▸ **Exercise input**
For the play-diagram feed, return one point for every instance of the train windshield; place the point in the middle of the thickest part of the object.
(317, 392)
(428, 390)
...
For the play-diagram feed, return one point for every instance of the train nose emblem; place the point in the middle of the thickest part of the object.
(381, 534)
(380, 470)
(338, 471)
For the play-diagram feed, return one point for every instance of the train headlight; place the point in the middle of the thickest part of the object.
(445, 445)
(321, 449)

▸ **Exercise prompt**
Show each line of the entries that contains the word "every", treating uppercase and lowercase letters as distinct.

▸ **Result of this task**
For the play-diagram feed, return one point for every instance of the train windshield; place the point in the middle of the thickest part of the object.
For the play-diagram feed, return one point for every instance of the train nose emblem; place the point in the middle of the thickest part of the object.
For the play-diagram feed, return one point for every instance of the train headlight; place the point in the middle of the thickest part of the object.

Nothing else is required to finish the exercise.